Exercise prompt: Update the records beginning at the line that has "trace: ski goggles" and running through the last line: swap "separate" for "distinct" and leave all else unchanged.

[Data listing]
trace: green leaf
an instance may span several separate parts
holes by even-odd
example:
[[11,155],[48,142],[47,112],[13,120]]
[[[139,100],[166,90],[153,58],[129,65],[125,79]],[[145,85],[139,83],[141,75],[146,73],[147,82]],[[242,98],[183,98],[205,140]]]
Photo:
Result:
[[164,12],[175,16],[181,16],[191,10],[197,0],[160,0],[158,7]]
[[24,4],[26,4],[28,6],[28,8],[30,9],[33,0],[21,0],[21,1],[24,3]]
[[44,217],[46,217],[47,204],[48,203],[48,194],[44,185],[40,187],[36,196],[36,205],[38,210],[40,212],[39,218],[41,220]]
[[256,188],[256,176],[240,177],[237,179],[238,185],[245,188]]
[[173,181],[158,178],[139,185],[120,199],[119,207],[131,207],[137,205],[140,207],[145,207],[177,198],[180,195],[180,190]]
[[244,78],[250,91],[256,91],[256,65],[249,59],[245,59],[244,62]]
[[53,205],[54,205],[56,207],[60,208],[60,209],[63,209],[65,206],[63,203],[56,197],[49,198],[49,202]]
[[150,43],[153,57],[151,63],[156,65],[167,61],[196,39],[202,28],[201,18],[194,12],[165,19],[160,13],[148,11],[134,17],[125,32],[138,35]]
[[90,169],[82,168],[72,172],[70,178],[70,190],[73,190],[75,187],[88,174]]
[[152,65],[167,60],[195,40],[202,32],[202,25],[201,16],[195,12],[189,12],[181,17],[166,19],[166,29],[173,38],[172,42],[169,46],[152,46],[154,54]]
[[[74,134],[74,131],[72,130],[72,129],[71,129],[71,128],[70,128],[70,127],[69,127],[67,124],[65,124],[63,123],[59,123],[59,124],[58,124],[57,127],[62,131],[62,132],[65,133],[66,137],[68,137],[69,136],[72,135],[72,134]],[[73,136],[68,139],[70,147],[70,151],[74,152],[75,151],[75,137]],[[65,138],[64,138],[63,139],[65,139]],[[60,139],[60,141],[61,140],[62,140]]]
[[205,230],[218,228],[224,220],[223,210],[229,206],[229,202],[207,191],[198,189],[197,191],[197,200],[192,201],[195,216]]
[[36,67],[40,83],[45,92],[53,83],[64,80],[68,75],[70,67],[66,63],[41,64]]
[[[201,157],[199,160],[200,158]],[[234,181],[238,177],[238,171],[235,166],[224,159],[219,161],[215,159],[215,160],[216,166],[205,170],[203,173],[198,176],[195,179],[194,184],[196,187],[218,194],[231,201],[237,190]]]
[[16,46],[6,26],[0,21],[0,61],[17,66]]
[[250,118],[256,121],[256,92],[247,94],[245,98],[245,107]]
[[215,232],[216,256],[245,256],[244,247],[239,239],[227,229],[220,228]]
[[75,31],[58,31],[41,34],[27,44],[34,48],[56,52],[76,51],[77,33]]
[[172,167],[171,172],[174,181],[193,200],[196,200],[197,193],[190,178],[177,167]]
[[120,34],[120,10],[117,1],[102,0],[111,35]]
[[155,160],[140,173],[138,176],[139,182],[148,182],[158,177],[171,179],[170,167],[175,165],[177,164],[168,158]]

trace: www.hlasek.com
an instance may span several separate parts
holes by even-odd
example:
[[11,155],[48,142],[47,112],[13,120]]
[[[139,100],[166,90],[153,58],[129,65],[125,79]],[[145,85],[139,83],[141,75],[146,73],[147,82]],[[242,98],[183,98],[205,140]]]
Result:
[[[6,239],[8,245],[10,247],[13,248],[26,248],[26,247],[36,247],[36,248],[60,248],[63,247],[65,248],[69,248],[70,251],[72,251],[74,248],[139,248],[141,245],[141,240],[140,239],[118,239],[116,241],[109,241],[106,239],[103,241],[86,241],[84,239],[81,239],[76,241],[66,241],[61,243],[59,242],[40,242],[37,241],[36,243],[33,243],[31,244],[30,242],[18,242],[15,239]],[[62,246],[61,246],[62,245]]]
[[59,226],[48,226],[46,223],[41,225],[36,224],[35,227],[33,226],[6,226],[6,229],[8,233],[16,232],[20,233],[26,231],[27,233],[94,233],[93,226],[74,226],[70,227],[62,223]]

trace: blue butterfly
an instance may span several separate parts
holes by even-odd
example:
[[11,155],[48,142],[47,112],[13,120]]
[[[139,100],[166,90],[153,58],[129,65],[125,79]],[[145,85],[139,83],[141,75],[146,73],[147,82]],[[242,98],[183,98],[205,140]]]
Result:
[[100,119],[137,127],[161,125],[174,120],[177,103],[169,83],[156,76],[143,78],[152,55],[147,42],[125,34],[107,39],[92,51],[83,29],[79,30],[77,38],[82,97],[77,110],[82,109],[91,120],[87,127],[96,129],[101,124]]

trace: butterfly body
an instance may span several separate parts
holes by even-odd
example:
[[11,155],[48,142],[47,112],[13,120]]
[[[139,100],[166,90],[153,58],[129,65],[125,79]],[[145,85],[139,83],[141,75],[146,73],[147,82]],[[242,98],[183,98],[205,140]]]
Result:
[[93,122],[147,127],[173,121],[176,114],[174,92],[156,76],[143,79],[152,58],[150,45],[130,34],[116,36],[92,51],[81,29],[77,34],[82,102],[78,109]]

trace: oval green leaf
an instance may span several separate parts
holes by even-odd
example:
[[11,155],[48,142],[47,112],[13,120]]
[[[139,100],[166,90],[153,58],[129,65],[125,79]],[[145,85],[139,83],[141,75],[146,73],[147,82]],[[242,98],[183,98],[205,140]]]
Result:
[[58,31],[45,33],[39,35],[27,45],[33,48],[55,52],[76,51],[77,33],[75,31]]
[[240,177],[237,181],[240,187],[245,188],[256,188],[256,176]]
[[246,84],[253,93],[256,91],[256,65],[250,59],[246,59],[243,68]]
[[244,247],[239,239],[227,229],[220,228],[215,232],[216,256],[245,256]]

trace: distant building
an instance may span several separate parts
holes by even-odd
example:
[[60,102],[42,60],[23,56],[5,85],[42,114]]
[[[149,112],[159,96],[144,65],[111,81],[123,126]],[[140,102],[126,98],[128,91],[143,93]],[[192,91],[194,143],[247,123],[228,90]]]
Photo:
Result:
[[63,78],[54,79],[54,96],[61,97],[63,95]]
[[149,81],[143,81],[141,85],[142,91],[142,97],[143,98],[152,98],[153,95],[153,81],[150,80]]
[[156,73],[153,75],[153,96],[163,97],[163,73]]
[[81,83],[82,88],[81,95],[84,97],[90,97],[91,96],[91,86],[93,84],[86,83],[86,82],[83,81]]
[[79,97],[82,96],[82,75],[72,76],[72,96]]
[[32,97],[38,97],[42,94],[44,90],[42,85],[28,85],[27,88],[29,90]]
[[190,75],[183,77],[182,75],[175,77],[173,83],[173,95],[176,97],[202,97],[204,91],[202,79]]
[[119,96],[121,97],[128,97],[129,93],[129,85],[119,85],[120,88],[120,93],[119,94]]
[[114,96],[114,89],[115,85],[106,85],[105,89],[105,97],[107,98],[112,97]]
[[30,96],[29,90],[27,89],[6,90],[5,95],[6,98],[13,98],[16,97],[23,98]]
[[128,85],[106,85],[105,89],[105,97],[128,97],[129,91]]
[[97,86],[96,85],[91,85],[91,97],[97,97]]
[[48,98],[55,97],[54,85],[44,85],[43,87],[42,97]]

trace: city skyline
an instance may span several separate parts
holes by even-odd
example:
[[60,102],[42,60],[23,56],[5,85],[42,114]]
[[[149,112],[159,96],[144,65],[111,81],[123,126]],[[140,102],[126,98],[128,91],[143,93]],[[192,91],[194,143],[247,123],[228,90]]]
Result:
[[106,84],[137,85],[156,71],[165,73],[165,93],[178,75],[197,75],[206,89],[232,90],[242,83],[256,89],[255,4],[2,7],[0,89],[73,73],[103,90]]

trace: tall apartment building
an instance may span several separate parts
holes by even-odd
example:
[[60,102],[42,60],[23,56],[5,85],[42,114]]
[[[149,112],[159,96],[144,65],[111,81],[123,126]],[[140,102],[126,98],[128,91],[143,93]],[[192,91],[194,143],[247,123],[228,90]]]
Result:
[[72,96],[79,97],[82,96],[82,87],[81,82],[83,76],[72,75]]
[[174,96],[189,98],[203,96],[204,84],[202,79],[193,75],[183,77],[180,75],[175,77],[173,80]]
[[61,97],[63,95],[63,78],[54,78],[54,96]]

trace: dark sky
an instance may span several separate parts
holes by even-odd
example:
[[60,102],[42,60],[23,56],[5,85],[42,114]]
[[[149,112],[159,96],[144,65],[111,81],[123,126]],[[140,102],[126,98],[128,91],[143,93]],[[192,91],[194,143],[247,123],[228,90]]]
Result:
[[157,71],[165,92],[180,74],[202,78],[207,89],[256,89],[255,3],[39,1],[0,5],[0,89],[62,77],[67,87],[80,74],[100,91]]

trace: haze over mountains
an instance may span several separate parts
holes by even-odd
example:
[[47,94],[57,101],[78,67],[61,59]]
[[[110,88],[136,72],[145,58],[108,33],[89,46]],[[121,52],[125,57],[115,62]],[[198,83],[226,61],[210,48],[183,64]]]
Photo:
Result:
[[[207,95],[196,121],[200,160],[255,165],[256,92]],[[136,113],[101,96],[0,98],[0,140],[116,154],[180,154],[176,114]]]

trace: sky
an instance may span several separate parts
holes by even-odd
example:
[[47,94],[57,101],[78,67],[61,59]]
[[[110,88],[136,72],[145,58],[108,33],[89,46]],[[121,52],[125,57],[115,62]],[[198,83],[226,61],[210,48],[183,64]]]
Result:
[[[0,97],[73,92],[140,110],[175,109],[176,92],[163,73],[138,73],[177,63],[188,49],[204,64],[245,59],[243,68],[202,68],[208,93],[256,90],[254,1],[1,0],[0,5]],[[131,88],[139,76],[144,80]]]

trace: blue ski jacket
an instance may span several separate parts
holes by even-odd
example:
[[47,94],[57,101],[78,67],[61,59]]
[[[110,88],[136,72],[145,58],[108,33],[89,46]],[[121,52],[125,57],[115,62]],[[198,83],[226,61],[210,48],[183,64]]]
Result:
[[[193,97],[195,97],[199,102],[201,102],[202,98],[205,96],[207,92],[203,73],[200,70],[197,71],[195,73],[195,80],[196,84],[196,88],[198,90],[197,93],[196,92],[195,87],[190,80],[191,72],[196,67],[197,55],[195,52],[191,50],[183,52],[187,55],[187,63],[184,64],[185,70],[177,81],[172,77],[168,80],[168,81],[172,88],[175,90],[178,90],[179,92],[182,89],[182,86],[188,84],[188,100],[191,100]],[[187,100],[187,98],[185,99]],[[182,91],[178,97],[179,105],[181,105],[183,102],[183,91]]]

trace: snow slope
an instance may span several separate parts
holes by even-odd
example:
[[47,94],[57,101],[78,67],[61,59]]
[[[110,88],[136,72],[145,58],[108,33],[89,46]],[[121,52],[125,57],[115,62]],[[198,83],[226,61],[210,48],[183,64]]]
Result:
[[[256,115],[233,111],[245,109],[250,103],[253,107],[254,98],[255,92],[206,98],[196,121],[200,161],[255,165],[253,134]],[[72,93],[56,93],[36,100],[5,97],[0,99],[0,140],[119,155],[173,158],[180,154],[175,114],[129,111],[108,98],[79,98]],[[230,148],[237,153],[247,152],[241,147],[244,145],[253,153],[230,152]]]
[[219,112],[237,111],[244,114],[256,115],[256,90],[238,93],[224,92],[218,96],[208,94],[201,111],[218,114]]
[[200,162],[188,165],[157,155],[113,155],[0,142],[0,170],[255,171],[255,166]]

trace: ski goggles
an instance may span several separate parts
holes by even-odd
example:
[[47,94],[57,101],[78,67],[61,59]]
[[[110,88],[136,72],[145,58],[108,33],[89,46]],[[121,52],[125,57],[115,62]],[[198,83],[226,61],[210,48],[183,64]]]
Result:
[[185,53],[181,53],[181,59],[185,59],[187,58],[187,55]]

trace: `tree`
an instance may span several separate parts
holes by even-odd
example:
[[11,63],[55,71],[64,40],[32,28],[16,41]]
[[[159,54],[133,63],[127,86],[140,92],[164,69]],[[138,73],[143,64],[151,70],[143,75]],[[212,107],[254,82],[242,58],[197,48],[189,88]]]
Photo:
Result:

Answer to the exercise:
trace: ski goggles
an instance may span several distinct parts
holes by even-odd
example:
[[47,94],[57,101],[78,67],[61,59]]
[[[110,88],[136,72],[145,58],[108,33],[89,46]],[[121,52],[125,57],[115,62]],[[198,83],[226,61],[210,48],[183,64]]]
Result:
[[185,53],[181,53],[181,59],[185,59],[187,58],[187,55]]

trace: `tree`
an instance may span several distinct parts
holes by even-odd
example:
[[11,63],[55,71],[64,40],[32,28],[16,41]]
[[[159,54],[133,63],[127,86],[140,92],[164,69]],[[138,73],[143,64],[151,70],[143,75]],[[212,107],[254,82],[242,58],[197,48],[189,88]]]
Photo:
Result:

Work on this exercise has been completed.